* [Provided data]
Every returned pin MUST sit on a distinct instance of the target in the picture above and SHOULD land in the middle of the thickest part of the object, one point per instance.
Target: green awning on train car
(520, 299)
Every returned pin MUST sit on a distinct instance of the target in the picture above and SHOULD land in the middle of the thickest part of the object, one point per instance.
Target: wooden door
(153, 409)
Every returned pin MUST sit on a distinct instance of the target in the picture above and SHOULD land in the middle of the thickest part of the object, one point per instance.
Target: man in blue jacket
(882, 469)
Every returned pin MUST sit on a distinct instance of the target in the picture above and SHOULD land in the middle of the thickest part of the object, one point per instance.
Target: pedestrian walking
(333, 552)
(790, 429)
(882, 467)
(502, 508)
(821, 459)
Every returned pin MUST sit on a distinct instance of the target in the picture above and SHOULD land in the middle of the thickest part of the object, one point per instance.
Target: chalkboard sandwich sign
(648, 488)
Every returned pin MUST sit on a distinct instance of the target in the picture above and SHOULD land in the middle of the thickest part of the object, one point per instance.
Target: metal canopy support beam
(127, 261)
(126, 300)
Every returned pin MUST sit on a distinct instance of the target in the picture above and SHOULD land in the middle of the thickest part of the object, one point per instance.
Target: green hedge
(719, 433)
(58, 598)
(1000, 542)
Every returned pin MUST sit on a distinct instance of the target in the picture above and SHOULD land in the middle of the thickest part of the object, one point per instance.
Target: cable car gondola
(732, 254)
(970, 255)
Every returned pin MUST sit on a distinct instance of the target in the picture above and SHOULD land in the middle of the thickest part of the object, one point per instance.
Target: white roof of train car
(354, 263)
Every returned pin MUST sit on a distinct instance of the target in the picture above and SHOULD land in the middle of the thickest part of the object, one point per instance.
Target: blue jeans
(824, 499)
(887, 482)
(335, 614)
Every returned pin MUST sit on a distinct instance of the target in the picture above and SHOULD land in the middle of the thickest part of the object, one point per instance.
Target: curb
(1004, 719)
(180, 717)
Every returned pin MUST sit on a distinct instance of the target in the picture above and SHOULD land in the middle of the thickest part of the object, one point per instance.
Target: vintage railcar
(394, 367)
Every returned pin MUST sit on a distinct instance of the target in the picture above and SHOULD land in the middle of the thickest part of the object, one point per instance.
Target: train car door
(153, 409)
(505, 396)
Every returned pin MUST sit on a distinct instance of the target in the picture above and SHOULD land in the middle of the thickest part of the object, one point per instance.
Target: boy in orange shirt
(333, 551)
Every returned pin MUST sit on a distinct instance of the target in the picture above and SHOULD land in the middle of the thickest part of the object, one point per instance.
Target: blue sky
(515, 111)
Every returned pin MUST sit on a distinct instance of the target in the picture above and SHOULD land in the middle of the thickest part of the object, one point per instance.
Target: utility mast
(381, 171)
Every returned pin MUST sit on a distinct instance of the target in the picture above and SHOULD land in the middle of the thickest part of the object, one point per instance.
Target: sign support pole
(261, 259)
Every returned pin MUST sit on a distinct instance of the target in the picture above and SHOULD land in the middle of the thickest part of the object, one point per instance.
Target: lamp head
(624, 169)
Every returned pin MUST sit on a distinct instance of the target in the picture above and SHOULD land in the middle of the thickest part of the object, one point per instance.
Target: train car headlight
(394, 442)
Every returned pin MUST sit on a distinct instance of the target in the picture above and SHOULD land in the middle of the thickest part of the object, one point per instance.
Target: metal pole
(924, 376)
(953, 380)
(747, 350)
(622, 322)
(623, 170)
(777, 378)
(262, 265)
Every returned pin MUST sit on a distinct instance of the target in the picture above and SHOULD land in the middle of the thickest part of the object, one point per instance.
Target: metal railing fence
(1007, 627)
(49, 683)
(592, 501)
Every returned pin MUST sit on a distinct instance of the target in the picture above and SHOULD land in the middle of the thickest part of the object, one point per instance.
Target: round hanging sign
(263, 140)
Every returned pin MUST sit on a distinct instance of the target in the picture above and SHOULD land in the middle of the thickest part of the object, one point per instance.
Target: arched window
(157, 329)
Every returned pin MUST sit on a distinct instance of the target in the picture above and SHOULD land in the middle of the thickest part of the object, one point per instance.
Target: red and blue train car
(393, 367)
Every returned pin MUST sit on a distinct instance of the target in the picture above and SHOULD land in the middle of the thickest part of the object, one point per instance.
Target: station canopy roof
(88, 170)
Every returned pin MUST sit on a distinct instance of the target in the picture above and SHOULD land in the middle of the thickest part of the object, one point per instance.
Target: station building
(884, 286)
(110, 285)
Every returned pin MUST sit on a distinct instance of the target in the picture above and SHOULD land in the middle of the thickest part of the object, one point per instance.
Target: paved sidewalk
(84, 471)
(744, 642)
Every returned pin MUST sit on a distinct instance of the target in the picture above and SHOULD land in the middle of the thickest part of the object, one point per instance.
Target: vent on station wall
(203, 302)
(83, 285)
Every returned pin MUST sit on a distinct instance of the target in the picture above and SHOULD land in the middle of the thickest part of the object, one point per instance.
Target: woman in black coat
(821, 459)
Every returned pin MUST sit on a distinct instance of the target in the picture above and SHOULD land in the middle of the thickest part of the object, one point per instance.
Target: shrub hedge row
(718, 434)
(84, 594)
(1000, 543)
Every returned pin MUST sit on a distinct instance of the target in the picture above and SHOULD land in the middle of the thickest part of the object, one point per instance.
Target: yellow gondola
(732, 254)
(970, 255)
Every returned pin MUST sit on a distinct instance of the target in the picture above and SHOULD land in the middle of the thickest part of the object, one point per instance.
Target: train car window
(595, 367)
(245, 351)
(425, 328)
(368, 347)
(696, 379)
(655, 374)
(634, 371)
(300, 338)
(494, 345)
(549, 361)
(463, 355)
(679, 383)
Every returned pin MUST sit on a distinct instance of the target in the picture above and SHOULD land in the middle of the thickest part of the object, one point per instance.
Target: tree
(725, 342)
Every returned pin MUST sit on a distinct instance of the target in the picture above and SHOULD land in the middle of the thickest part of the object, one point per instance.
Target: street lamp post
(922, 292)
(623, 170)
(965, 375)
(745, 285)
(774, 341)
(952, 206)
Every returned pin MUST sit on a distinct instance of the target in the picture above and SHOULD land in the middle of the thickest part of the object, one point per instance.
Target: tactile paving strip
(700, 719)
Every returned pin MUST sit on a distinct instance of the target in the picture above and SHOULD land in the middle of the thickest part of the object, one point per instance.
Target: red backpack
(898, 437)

* [Set exercise]
Filter the items above, keeping only the lines that contain the word "metal", with case counting.

* [Answer to the problem]
Target: metal canopy support beam
Target: metal pole
Target: metal railing fence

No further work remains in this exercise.